Problem to work on: Keep every word the same. Repeat the records without their images.

Material for the task:
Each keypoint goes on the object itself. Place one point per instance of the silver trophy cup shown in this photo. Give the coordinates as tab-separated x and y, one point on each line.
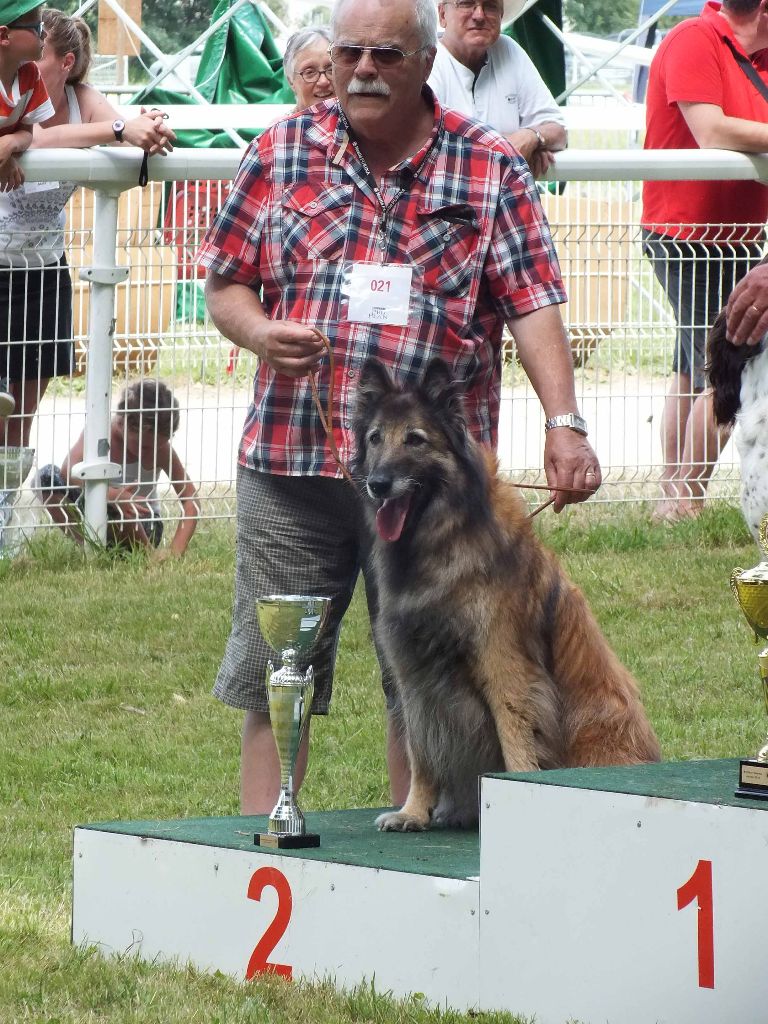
290	625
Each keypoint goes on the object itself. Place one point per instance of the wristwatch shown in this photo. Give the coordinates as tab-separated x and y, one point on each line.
542	140
571	420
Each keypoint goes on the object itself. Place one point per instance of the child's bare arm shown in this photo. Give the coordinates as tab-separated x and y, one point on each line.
11	175
187	496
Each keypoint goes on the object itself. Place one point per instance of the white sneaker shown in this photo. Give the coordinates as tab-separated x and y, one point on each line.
7	401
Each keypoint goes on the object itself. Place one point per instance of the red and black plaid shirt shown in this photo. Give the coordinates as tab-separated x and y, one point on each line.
469	222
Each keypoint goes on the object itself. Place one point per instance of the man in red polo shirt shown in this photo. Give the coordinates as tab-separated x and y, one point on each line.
702	236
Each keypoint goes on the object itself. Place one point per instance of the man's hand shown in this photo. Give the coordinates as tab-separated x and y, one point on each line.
747	312
289	348
571	466
11	175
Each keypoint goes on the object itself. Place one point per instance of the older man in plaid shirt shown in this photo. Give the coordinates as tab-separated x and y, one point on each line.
401	230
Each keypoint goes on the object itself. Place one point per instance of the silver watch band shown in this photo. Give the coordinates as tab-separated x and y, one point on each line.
570	420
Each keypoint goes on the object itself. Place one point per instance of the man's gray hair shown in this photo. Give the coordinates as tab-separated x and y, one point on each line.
740	6
297	42
426	19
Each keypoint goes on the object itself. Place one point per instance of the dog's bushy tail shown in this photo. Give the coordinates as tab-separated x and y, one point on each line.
604	722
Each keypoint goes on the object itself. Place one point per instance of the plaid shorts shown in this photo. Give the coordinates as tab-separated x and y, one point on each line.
295	535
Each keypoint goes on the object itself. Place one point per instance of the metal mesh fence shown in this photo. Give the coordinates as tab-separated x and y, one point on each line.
620	324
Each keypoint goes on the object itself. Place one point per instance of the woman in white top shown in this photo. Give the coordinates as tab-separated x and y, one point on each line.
35	284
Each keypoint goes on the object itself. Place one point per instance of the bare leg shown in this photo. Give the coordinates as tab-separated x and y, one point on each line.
259	766
677	409
704	442
397	763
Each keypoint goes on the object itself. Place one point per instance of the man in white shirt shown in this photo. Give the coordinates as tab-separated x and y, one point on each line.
489	77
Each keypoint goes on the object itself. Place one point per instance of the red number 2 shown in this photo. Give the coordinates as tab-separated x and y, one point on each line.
698	887
270	878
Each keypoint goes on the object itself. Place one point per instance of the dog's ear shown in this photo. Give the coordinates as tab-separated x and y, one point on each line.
444	394
724	366
375	383
439	388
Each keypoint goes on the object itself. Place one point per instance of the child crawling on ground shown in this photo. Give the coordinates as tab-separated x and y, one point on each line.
140	433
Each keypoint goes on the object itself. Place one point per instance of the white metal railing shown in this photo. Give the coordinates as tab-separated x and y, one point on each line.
139	310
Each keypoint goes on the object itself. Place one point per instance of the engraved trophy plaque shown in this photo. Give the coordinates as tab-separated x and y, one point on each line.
751	590
290	625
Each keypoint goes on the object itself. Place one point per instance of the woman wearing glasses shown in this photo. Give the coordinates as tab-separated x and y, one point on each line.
35	284
307	66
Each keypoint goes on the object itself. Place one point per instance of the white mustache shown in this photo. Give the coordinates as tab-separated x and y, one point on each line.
368	87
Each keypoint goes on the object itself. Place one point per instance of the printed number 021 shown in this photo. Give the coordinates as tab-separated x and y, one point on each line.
698	888
270	878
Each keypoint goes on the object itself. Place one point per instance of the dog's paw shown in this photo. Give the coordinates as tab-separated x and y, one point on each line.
397	821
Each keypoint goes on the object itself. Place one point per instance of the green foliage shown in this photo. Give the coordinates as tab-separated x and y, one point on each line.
108	666
600	16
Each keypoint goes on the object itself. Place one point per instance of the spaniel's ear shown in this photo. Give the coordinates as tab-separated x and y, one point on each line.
724	365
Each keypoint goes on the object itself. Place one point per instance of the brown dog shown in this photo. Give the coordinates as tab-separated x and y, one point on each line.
499	662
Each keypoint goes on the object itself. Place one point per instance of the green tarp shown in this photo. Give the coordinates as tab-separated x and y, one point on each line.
544	49
241	64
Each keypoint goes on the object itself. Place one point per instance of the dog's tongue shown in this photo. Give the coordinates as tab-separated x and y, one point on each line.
391	517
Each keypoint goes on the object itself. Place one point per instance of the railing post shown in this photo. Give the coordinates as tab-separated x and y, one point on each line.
96	469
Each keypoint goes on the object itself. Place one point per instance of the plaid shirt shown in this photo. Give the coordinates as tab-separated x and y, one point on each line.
469	222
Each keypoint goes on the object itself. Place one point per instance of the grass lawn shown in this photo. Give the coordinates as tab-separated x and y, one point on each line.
107	713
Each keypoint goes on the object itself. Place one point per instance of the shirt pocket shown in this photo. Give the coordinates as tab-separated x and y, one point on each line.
444	244
315	220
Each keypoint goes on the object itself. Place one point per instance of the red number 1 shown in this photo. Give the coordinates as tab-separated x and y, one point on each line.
272	879
698	887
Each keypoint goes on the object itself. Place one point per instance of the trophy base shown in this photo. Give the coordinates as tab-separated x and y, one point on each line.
273	841
753	779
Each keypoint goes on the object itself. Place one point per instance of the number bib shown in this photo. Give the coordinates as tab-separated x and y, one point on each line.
378	293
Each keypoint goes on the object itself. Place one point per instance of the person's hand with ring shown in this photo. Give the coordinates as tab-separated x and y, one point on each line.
747	312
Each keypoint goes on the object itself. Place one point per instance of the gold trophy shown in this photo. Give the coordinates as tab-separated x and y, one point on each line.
290	624
751	590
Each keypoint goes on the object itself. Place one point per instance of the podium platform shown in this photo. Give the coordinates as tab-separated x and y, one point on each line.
402	908
626	896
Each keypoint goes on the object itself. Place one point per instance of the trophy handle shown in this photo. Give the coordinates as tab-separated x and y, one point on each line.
763	535
735	573
306	700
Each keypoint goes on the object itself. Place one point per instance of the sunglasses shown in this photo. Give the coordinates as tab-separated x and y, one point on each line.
311	75
491	8
37	27
383	56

Solved exercise:
Each keypoint goes on the object itself. Place one point per instance of the silver trophy cup shown in this photo. Give the coordinates as tab-separated x and y, one point on each line.
290	625
Each keypoint goes on the object itself. Place one point per instance of the wristwatch shown in this photo. Give the coordinates as tab-separated x and y, one point on each line.
542	140
571	420
Each keypoint goes on the object itself. Place one point per instance of the child's bare arm shown in this photo. Give the coordinates as tab-separated x and y, one point on each line.
11	175
187	496
Each keypoint goes on the object itself. Place one point per instance of the white sneaker shown in this photo. Give the coordinates as tab-separated x and y, one point on each line.
7	401
Each keypoint goes on the object itself. Place one point per instance of the red and black plaid shirt shown in this photo. Give the coordinates as tab-separated x and y, one point on each line.
469	222
Each keypoint goes on the object itself. Place one point per instance of the man in red polo shirt shown in this photo. Give the coordinates as tab-separated x and y, one point on each line.
702	236
Each keypoint goes on the object itself. Place one point per instance of the man's hand shown in this photo. Give the coordinates as tab-separated x and y, one point on each line.
747	312
289	348
571	466
11	175
Each keypoint goes on the object itself. Place one point per instance of the older man in plaid shirt shown in this photo. Give the coordinates as tab-separated x and y, one point on each line.
401	230
Each keypoint goes on the object itself. Place one point per instance of the silver watch band shown in this photo. Give the coordinates as tab-separated x and y, one point on each line.
570	420
Each keypoint goes on the object itself. Place one point per instance of the man's gray hair shown in this photo. Give the coordinates as tab-separated x and y, one point on each line.
740	6
297	42
426	19
Each keypoint goes on the object itself. Place one point per instance of the dog's bushy tail shown in this photo. Give the coordinates as tab-separated x and y, one point on each line.
604	722
Each keypoint goes on the object itself. Place one point per instance of the plaid shorts shown in this photo. Give the coordinates as tab-separated x and y, one point on each line.
295	535
Each keypoint goes on the object itself. Place one point per instance of the metal mesh fence shown in this photo. Give the coordinates as tab-separated x and y, one point on each line.
620	324
Each keypoint goes on the object itself. Place one point per instance of the woman in white top shown in this photo. Give the coordinates as tab-separated x and y, one point on each line.
35	284
Each keypoint goes on the object itself. Place one point per instance of the bare leg shown in this photo. Give the coordinates as tab-separated x and y, one point on each line.
259	766
677	409
704	442
397	763
Each keypoint goes on the object itself. Place one point per instance of the man in white shirt shown in this photo. Give the coordinates as tab-separated x and y, one point on each line.
489	77
Each keypoint goes on the object itself. Place one point per instance of the red number 2 shown in this photo. Give the coordinates as tab-separated x and y, one point on each line.
698	887
270	878
Each keypoint goes on the object itself. Place one point per instance of the dog's ear shown in this photo. Give the coordinates as tab-separated x and y, one point on each line.
444	394
724	366
375	383
439	388
Each keypoint goes on the object itself. Place one point per instance of the child crawling on ground shown in this photo. Give the coordinates as tab-separated x and y, one point on each line.
140	433
Each keypoint goes on the object itself. Place one point per instance of the white metal railing shown in this photo. Give the coordinates as tab-separated x and y, one point on each line.
139	310
Each keypoint goes on the object itself. Place one point per instance of the engraved trophy plaque shown in this photo. Give the coordinates as tab-separated x and y, one point on each line.
751	590
290	625
Each keypoint goes on the object itself. Place one point per instance of the woman wearing glasses shown in this photo. Give the coordinates as tab-separated x and y, one point on each line.
35	284
307	66
Each keypoint goes on the object itself. Place one point per instance of the white mustache shown in this photo. Give the coordinates as tab-separated x and y, one point on each line.
368	87
Each keypoint goes on the object itself. Place one point per instance of the printed number 021 shown in this photo. Give the coordinates as tab-separated x and y, one point on each line.
698	888
270	878
Each keypoint goes on the object itself. Place one point per instance of the dog's paw shown in this photo. Give the coordinates as tab-separated x and y, one point on each line.
397	821
Each keypoint goes on the object itself. Place one point per instance of the green foliage shown in this photo. Give the coordinates as tab-separated x and y, one point on each line.
108	666
600	16
Each keypoint goes on the object itself. Place one point per instance of the spaniel's ear shown in this photo. Give the coordinates as tab-separated x and y, one point on each line.
724	365
Each keypoint goes on the object itself. Place one point per instance of the brown dog shown in this photo. Give the coordinates as tab-separated x and y, one point on each line.
499	662
Each keypoint goes on the object itself. Place one point per instance of the green tarp shown in this photo. Give the coordinates as tab-separated x and y, one point on each line.
544	49
241	64
Each keypoint goes on the object itself. Place one point per instance of the dog's tongue shown in this photo. Give the coordinates as tab-separated x and y, one point on each line.
391	517
Each keypoint goes on the object itself. Place one point per instance of the railing post shown in this photo. Give the coordinates as tab-separated x and y, one point on each line.
96	469
Each keypoint goes on the object itself. Place one point per instance of the plaid shirt shown in this photo. Give the coordinates as tab-separated x and y, one point on each line.
469	222
Each keypoint goes on the object itself. Place one point per instance of the grass lawn shown in this photo. Give the coordinates as tab-separated x and y, one point on each line.
107	713
Each keypoint goes on the object itself. Place one point per instance of the shirt pocket shown in this photo. Give the coordinates as tab-separated x and y, one point on each line.
444	244
315	220
Each keypoint goes on the object itself. Place one point per instance of the red number 1 shown in this photo. Give the coordinates as tab-separated x and y, one point on each line.
272	879
698	887
Each keypoint goes on the object itself. Place one point per instance of the trophy base shown in this photo. Give the coordinates as tab-separated x and y, one point on each line.
273	841
753	779
Each keypoint goes on the object itself. Place one point per instance of the number bib shown in this photo. Give the coordinates as tab-separated x and y, one point on each line.
378	293
Each keypoint goes on the object itself. Place one point per instance of the person's hand with ring shown in this photo. Give the coordinates as tab-separated x and y, one point on each line.
747	312
Each keypoint goes on the object itself. Place one point per instance of the gold trophy shown in this photo. Give the coordinates as tab-separated x and y, one point on each line.
290	624
751	590
Each keypoint goes on the object itself. Place one point per instance of the podium platform shown in this photo. Give the coordinates as tab-separated x and y, one point on each line.
402	908
626	896
Each keypoint goes on the object itself. Place one point per instance of the trophy handle shown in this photo. Give the coordinates as tab-separated x and y, one point on each line.
763	535
735	573
306	700
Each keypoint goes on the object itself. Place one point per instance of the sunglasses shown in this photo. Give the coordinates as tab-separated x and y, one point on each line.
311	75
491	8
37	27
383	56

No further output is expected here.